Print the listing below exactly.
=== Given data ===
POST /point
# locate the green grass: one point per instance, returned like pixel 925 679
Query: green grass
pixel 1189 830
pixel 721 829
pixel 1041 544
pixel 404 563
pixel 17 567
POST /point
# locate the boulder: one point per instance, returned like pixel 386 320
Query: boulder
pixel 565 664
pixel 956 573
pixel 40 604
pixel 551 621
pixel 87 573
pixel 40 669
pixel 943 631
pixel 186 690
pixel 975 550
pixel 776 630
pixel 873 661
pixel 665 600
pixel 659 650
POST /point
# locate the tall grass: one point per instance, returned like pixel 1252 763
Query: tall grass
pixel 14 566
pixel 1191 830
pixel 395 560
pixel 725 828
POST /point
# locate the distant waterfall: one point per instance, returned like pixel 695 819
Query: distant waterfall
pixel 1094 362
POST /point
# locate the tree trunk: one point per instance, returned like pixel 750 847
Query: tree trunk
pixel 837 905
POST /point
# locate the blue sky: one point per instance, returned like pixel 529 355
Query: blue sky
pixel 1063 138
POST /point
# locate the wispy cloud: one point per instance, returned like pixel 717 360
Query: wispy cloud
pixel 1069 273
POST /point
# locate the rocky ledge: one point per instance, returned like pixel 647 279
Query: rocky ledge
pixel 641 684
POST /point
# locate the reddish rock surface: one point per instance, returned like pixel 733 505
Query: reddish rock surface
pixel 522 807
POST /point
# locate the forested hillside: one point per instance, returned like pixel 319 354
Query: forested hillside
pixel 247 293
===
• The output:
POST /point
# locate the green grass: one point per instance, returned like pixel 925 679
Query: green grass
pixel 1189 830
pixel 721 829
pixel 1041 544
pixel 404 563
pixel 17 567
POST /point
# locate the boulder: one point per instance, returned like pixel 386 320
Query: boulder
pixel 565 664
pixel 956 573
pixel 40 604
pixel 551 621
pixel 87 573
pixel 40 669
pixel 943 631
pixel 186 690
pixel 975 550
pixel 776 630
pixel 873 661
pixel 665 600
pixel 659 650
POST /point
# locate the tall grass: one point per instance, returned like pixel 1252 763
Query: tall grass
pixel 14 566
pixel 1191 830
pixel 395 560
pixel 725 828
POST /point
# locate the distant waterfall: one point per instance, returned like pixel 695 819
Query: distant waterfall
pixel 1094 362
POST /point
# locate the tree trunk: one point per instance, returned like pixel 750 847
Query: tree trunk
pixel 837 905
POST /point
# locate the blue sky: one point per instance, returned like pixel 529 355
Query: blue sky
pixel 1063 138
POST /point
# locate the wispy cloud: one point per instance, returned like pixel 717 360
Query: wispy cloud
pixel 1069 273
POST /point
# locate the rocky ledge: one point per instance, returned like pixel 647 279
Query: rocky ledge
pixel 641 684
POST /point
# locate the reddish rock surface: one point per instance, returned like pixel 733 505
Query: reddish rock surface
pixel 522 807
POST /point
# locate the forested hillside: one point per instance, returned like pixel 319 354
Query: forested hillside
pixel 247 293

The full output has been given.